Prompt 1
What reasons for not asking for help does the business advice passage list?
Prompt 2
Carry on the business advice passage, picking up right after its final sentence.

Source passage
━━━━━━━━━━

If you have to write reports, pamphlets, or anything where quality matters, get yourself an editor. It doesn’t have to be a professional, a colleague who writes well may be all that’s required. If you’re worried about letting your coworkers see your work before it’s polished, find a friend who has the write skill set, but works at another company. You can be an outside helper for each other, without worrying about work-in-progress-quality work getting out to the people in your company.

If you’ve never worked with an editor, give it a shot. You’ll discover that having an extra pair of eyes double-check your work can often produce something better than either of you could have written on your own.

Know the Lifetime Value of Your Customers

When that lone customer arrives at your restaurant on a busy night, it’s tempting to make him or her wait, in favor of the party of 12 that’s sure to rack up a huge bill. But it just might not be wise.

When you’re deciding how to structure your business, who to give service to, and when to go the extra mile for a customer, don’t just consider the transaction you’re in the middle of dealing with. Consider the total lifetime of interaction with your customer. The “lifetime value” of a customer is how much you expect that customer to spend over the course of their association with you. That lifetime value is what you want to take into account when deciding how far out of your way to go. I’ve recently had a few run-ins with companies that have taken a short view, much to their detriment.

I eat lunch 5 times a week at the same deli. They discontinued my favorite kind of hot pepper, leaving no condiments that I enjoyed. I asked them to please bring them back, and they refused. I offered to buy my own jar for them to use. They refused. And I stopped eating there. Five days a week, times 50 weeks a year, times $7 per lunch is $1,750 of income a year they were happy to forgo to avoid dealing with the hassle of keeping a jar of peppers around. My new deli is part of a franchise. They are only supposed to serve their approved condiments. I spoke to the owner and he happily kept a special jar of peppers just for me. In the 3 years I’ve been eating there, they’ve made $5,000 and my previous deli has gone out of business.

My friend passes through Reno every year on the way back from the Burning Man festival. He stayed in Harrah’s because they gave him a free upgrade if they had rooms available. He then spent the money he saved in the Harrah’s restaurant and spent even more in the casino. They stopped giving free upgrades, and he changed hotels. It would cost them nothing to give him the upgrade, and instead, they’ve lost year-after-year of restaurant and casino business. Let’s not even consider how much Harrah’s would make on all the referral business my friend would bring. Smooth move, Harrah’s.

To return to the original example, while it may make sense on any given night to forgo seating one person in favor of the party of 12, if that one person dines at your restaurant three times a week, in the course of a year, they’ll outspend the entire party of 12. As unintuitive as it may seem, treating the solo customer well may be a better business decision than handling the occasional bachelorette party. And believe me—the cleanup’s a lot easier, too.

When you make decisions about your customers, do you consider their requests as separate events, or do you consider the lifetime value of each customer before deciding how much to commit to their happiness?

Why don’t you ask for help?

I’m working on a segment for the book about asking for help. I’ve noticed that I just don’t ask for help nearly enough.

Here are some of the reasons why:

  • I don’t want to admit to myself that I don’t know the thing.
  • I don’t realize that I need help, even though I’m not making any progress.
  • I only have a certain number of “silver bullets” and don’t want to use them up.

What are some of the things you think that get you not to ask for help?

━━━━━━━━━━

Given data

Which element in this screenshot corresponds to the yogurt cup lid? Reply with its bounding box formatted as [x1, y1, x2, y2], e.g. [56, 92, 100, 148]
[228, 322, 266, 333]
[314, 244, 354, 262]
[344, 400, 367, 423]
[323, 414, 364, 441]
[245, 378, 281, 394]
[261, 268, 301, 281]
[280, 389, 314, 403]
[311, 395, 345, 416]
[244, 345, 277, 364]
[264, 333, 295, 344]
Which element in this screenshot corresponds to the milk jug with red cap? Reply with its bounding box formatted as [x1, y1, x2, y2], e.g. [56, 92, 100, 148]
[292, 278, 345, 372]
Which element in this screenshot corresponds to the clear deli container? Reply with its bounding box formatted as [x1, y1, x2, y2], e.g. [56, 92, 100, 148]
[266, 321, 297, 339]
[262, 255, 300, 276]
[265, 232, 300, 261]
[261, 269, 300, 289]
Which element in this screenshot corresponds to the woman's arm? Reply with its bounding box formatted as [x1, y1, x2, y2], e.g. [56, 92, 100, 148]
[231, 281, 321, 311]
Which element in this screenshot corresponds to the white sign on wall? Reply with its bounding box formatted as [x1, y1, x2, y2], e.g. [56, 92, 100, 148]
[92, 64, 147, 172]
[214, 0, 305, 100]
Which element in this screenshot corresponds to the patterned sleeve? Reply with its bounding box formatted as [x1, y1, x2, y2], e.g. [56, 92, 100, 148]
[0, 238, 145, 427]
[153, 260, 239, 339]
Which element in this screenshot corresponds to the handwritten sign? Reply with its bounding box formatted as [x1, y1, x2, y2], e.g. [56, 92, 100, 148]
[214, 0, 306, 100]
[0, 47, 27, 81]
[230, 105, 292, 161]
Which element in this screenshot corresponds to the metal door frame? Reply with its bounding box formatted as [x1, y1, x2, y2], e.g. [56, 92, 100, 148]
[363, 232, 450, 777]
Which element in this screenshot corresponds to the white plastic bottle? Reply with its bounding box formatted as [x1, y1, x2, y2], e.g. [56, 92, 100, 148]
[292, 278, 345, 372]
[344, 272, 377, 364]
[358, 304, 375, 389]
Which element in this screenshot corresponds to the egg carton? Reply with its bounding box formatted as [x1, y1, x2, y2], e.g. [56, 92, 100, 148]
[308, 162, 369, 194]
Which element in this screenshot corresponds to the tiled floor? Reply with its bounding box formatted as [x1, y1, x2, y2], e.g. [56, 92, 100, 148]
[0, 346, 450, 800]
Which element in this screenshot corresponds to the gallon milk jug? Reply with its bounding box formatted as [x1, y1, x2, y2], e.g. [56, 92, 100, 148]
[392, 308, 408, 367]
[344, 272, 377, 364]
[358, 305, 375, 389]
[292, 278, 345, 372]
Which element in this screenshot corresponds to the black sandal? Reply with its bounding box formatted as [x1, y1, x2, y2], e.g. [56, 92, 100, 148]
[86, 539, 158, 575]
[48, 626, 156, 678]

━━━━━━━━━━

Response 1
- I don't want to admit to myself that I don't know the thing.
- I don't realize that I need help, even though I'm not making any progress.
- I only have a certain number of "silver bullets" and don't want to use them up.

Response 2
How do *you* remember faces and names?

I’m writing a Get-it-Done Guy episode on remembering names and faces. I know how I remember names. But my way isn’t perfect. In fact, if you’ve ever met me and expected me to remember your name, you’ll know my way sucks. (Sorry, Mom. At least, I think your name was “Mom.”)

I may use your answer in the Get-it-Done Guy episode. Please leave your name as you want me to read it if you would like me to give you credit in the episode. Thanks!


How do you remember names and faces?

Your little voice may give you better advice than you know.

Have you ever wondered how certain corrupt businesspeople can keep spouting great, moral words while doing the exact opposite in their behavior? You wonder how they can wax eloquent about the need to give customers high-quality products while they happily substitute inferior quality raw materials to save costs. You wonder: are they insane? Probably not. Yes, they hear voices in their head. But we all do that. The problem is that they’re listening to the wrong ones.

In a New York Times article today, John Tierney discusses the science behind hypocrisy and how we fool ourselves. It seems when we distract our conscious mind, we listen mainly to our “gut” (or our “heart,” depending on how poetic an image you prefer), and we know when we’re doing The Wrong Thing. When our conscious minds are free, however, we use them—to self-justify. When we engage in hypocritical or anti-social behavior, our conscious mind goes to work creating justifications so we believe we’re doing the right thing, even when we aren’t.

In the past several years, I’ve become more aware of my own “heart voice.” When I have a troubling decision to make, or strong ambivalence about a situation, I sit quietly. Actually, my brain is usually shrieking gibberish about how unfair I’m being treated, or about how I don’t deserve what’s happening, or about how I’m an utter and complete failure at life because I missed “9 Down” in today’s New York Times crossword puzzle. So here’s this Shrieking Monster in my head, and I let it rant while putting attention on the middle of my chest. Then when the Shrieking Monster stops to take a breath, I quickly ask, “What should I do in this situation?”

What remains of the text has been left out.